TASKS FOR THIS EXERCISE:
**a)** In the hotel stay account, list the words that describe the two pixies in the sentence beginning "A few minutes".
**b)** According to the hotel stay account, what is Tracey's new favorite?
**c)** Carry on writing the hotel stay account from the point where it stops.

READING PASSAGE:

--- Begin ---

A bottle of sake before tea to celebrate seemed appropriate so I went to check out what was available. Actually, the hotel shop had quite a decent selection and wasn’t at all overpriced which was a pleasant surprise given it was in a virtual monopoly. (Later note: there is actually a Family Mart nearby but that would have meant getting changed and didn’t seem worth the effort). A few minutes, two very very happy, relaxed, and still slightly par-boiled pixies sat in the room looking out over the lake with a glass each and grinned.
Then it was time for the meal. Sorry, MEAL.
It was completely phenomenal! Started with Kaisekiryori (lots of individual dishes) and then you help yourself to the buffet ("Viking Menu" - thank God THAT one came up in lessons Yuka San!) Loads of different things to try including Wakame seaweed ice cream which is Tracey's new favourite. Shared a good laugh with a mum whose daughter was trying to eat her own weight in chocolate covered everything from the chocolate fountain. Anyway, I'll let the photos speak for themselves..
Staggered, totally stuffed, back to the room to find the futons already laid out for us. Which was just as well because that was as far as we could have moved for the rest of the evening. Netflix and a tad more sake and off to the land of nod.

--- End ---

DATA ROWS:

--- Begin ---

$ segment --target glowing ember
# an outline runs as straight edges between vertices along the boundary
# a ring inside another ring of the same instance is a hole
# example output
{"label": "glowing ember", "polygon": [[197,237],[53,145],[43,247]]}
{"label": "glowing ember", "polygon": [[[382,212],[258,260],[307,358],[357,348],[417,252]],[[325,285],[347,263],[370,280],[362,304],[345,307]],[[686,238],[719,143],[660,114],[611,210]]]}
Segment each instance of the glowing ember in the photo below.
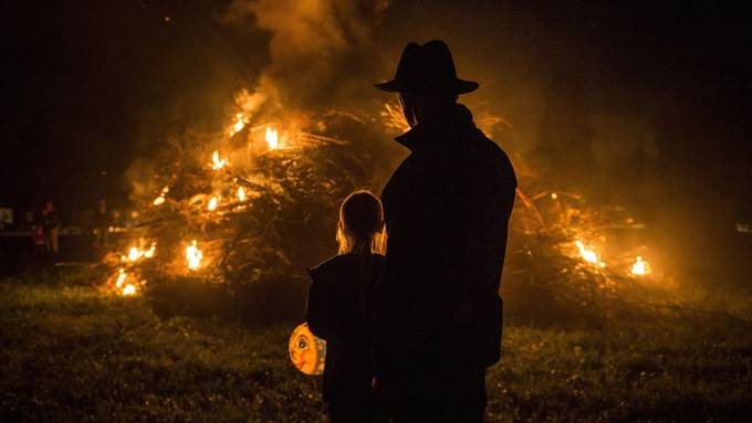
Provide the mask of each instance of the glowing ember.
{"label": "glowing ember", "polygon": [[276,129],[267,127],[267,145],[269,145],[270,150],[275,150],[280,146],[280,137],[276,134]]}
{"label": "glowing ember", "polygon": [[598,260],[598,254],[593,250],[586,248],[585,244],[582,241],[577,240],[574,242],[574,244],[577,246],[577,250],[579,250],[579,255],[583,257],[584,261],[586,261],[587,263],[596,264],[600,267],[606,267],[606,263]]}
{"label": "glowing ember", "polygon": [[122,268],[119,271],[117,271],[117,273],[118,273],[118,275],[117,275],[117,281],[115,281],[115,287],[119,288],[121,286],[123,286],[125,278],[128,277],[128,274],[125,273],[125,271],[122,269]]}
{"label": "glowing ember", "polygon": [[128,260],[132,262],[137,261],[144,255],[144,253],[138,250],[138,247],[132,246],[130,250],[128,251]]}
{"label": "glowing ember", "polygon": [[236,135],[236,134],[240,133],[240,131],[243,130],[243,128],[246,127],[246,120],[243,119],[243,114],[242,114],[242,113],[237,114],[237,115],[236,115],[236,119],[238,119],[238,120],[237,120],[236,124],[232,126],[232,135]]}
{"label": "glowing ember", "polygon": [[159,205],[165,202],[165,195],[169,192],[169,187],[161,189],[161,193],[154,200],[154,205]]}
{"label": "glowing ember", "polygon": [[211,169],[218,170],[228,165],[228,160],[226,158],[219,158],[219,151],[215,151],[211,155]]}
{"label": "glowing ember", "polygon": [[211,200],[209,200],[209,205],[207,208],[209,211],[215,211],[217,210],[217,204],[219,204],[219,199],[217,197],[212,197]]}
{"label": "glowing ember", "polygon": [[149,247],[149,250],[146,250],[146,251],[144,252],[144,257],[146,257],[146,258],[152,258],[152,257],[154,257],[154,253],[155,253],[156,251],[157,251],[157,243],[154,242],[154,243],[152,243],[152,246]]}
{"label": "glowing ember", "polygon": [[135,295],[136,294],[136,286],[134,286],[132,284],[125,285],[125,288],[123,288],[123,292],[121,294],[123,294],[124,296]]}
{"label": "glowing ember", "polygon": [[188,268],[195,271],[201,265],[201,258],[203,258],[203,253],[198,248],[198,243],[196,240],[191,241],[190,245],[186,248],[186,261],[188,262]]}
{"label": "glowing ember", "polygon": [[635,257],[635,263],[631,265],[631,274],[637,276],[649,275],[652,273],[650,263],[646,262],[639,255]]}

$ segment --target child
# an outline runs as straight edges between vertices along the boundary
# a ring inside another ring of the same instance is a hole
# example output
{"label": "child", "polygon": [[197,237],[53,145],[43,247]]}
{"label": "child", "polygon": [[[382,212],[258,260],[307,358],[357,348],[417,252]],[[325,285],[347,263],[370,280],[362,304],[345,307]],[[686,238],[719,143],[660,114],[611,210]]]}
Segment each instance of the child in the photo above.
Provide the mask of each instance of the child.
{"label": "child", "polygon": [[309,327],[326,340],[324,401],[334,423],[386,422],[372,389],[370,321],[385,245],[380,201],[367,191],[347,197],[336,237],[340,254],[309,269]]}

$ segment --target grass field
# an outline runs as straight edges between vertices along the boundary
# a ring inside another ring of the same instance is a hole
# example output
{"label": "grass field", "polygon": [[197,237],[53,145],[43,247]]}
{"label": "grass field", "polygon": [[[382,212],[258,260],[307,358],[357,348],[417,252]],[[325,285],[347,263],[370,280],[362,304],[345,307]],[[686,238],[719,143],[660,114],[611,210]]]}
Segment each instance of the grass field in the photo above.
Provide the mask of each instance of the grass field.
{"label": "grass field", "polygon": [[[65,277],[0,282],[0,421],[324,422],[320,380],[288,361],[292,326],[160,318]],[[511,326],[489,422],[745,421],[752,331],[709,317]]]}

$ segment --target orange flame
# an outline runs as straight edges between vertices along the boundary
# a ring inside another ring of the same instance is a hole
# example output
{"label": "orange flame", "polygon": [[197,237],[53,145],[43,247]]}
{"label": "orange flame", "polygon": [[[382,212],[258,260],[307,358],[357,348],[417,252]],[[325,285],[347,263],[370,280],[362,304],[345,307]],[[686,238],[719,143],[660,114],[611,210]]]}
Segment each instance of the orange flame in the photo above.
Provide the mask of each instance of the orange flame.
{"label": "orange flame", "polygon": [[280,146],[280,137],[279,134],[276,133],[276,129],[272,129],[271,127],[267,127],[267,134],[264,136],[267,139],[267,145],[269,146],[270,150],[275,150]]}
{"label": "orange flame", "polygon": [[215,150],[211,155],[211,169],[219,170],[229,165],[227,158],[219,158],[219,151]]}
{"label": "orange flame", "polygon": [[218,204],[219,204],[219,199],[217,197],[212,197],[209,200],[209,205],[207,205],[207,209],[209,209],[209,211],[215,211],[215,210],[217,210]]}
{"label": "orange flame", "polygon": [[583,257],[584,261],[591,264],[598,265],[599,267],[606,267],[606,263],[598,260],[598,254],[593,250],[586,248],[585,244],[582,241],[576,240],[574,244],[577,246],[577,250],[579,250],[579,255]]}
{"label": "orange flame", "polygon": [[194,240],[186,248],[186,261],[188,262],[188,268],[191,271],[197,269],[201,265],[201,258],[203,258],[203,253],[198,248],[198,243],[196,240]]}
{"label": "orange flame", "polygon": [[650,268],[650,263],[645,261],[639,255],[635,257],[635,263],[631,265],[631,274],[636,276],[649,275],[652,273]]}

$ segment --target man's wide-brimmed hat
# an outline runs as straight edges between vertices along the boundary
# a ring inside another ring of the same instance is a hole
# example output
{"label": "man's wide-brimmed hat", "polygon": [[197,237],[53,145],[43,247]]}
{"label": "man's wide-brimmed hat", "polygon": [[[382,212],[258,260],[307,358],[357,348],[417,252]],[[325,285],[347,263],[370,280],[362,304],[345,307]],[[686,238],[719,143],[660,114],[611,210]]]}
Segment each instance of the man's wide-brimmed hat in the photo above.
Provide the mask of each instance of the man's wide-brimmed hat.
{"label": "man's wide-brimmed hat", "polygon": [[424,45],[410,42],[405,46],[394,80],[374,85],[389,93],[467,94],[478,89],[478,83],[457,77],[451,52],[441,40]]}

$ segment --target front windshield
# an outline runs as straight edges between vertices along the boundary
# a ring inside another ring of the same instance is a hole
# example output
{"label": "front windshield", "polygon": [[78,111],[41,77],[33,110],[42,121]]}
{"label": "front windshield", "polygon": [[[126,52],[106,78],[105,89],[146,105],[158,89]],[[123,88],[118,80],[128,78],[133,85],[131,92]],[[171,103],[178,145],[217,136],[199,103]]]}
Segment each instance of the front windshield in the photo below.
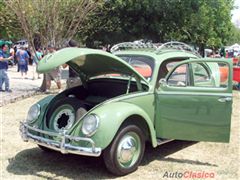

--- End ---

OUTPUTS BY TASK:
**a)** happy, relaxed, par-boiled

**b)** Wakame seaweed ice cream.

**c)**
Happy trails...
*In retrospect I should have doubled checked the price of the evening meal since it did add about £250 to the bill overall (with drinks) to eat there both nights which was a bit of a shock when we came to pay. But this was entirely my fault as the cost we were quoted was per person and not for us both as I had wrongly assumed. Looking at the hotel online now they don’t seem to offer rooms without the meal though so that makes more sense. And I’d still whole-heartedly recommend it.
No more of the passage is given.